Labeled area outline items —
=====

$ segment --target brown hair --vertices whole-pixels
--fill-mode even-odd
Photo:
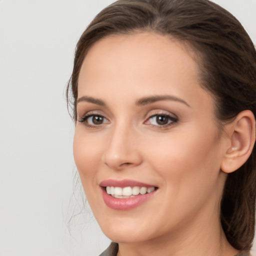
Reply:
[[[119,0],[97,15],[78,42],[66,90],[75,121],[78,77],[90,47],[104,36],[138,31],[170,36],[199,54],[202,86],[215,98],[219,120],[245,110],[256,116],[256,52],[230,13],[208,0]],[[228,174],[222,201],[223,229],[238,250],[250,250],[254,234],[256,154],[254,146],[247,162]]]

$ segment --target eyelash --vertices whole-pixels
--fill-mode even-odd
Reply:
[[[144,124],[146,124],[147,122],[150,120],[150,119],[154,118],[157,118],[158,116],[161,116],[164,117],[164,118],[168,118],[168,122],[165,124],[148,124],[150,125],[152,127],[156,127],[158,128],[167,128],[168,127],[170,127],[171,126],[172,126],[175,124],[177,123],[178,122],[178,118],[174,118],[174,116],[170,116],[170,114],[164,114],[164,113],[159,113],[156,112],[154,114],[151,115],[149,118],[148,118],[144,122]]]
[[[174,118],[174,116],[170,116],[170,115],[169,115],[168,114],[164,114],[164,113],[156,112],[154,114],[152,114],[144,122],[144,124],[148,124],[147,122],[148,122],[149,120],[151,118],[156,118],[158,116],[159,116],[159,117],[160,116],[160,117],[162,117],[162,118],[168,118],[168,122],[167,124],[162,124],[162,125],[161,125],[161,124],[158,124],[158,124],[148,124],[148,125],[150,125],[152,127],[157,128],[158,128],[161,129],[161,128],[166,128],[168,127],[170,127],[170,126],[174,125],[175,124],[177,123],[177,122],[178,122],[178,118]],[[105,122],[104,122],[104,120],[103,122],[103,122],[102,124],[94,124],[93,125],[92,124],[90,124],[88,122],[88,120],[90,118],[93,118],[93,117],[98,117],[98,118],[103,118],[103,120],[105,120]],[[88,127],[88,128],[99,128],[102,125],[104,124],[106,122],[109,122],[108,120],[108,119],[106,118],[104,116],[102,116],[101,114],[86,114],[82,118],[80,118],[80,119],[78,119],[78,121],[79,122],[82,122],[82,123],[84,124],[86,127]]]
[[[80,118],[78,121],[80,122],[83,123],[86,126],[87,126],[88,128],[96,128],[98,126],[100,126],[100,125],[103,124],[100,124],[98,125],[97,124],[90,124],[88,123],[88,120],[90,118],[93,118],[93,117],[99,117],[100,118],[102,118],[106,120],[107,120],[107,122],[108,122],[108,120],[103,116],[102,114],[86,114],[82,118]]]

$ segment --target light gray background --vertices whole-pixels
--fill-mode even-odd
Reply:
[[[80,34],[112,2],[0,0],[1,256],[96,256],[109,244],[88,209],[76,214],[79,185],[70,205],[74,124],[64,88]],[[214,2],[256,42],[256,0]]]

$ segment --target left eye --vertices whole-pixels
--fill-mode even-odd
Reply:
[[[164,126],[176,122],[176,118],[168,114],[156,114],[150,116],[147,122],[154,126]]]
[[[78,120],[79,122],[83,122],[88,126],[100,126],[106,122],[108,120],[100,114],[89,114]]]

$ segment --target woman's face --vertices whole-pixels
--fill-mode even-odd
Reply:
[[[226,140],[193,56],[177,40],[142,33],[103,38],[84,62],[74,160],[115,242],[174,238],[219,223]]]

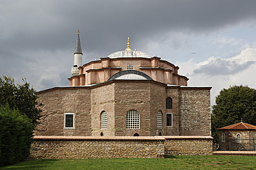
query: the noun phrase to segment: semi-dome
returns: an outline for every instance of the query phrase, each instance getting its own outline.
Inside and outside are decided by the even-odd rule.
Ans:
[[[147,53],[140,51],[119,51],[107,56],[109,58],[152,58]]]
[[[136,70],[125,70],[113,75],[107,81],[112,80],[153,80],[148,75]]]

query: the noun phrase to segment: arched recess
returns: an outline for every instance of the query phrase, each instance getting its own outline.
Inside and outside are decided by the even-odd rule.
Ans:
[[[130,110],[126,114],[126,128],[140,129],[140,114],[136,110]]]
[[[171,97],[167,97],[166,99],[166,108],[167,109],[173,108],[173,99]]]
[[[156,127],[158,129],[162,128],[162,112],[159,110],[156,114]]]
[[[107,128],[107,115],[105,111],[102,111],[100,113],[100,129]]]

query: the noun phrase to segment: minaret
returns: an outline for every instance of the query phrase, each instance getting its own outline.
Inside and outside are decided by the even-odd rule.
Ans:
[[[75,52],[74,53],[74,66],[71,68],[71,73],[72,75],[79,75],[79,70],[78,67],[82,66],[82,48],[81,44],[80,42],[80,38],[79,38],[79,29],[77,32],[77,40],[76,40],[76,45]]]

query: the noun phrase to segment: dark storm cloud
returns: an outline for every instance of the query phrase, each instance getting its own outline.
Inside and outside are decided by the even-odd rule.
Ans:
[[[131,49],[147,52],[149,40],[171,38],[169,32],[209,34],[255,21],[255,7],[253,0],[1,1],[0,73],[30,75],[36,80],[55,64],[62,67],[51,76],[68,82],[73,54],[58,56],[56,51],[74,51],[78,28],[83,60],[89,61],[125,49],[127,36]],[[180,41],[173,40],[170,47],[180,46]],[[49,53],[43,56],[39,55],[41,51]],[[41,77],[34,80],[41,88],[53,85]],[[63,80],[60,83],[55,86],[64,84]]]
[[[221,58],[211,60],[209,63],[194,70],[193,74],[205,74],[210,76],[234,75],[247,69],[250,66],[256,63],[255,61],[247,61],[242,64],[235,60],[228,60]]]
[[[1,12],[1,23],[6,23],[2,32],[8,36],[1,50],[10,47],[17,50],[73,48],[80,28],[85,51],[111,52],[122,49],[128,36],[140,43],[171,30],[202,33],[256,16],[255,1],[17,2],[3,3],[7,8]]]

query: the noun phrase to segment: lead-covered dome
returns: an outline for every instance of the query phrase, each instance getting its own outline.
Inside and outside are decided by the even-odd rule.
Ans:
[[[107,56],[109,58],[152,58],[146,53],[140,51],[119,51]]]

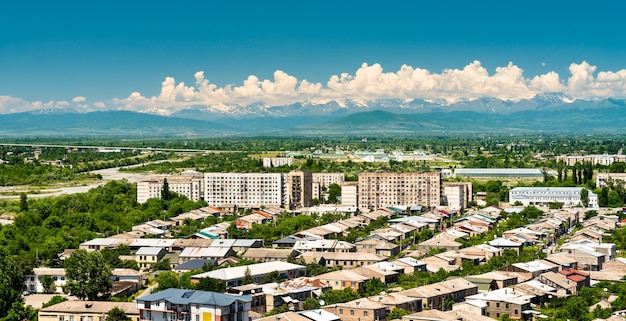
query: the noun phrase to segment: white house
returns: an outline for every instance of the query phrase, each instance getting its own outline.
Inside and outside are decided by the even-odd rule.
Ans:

=====

Problem — Reproduce word for word the lines of the material above, starting with the line that contains "query: the noun phrase to segment: white" and running through the end of the material.

Written response —
query: the noun phrase to segment: white house
returns: an outline for every instance of the query phrase, each instance getting its own outline.
Inside and outside are decided by the even-odd rule.
Ans:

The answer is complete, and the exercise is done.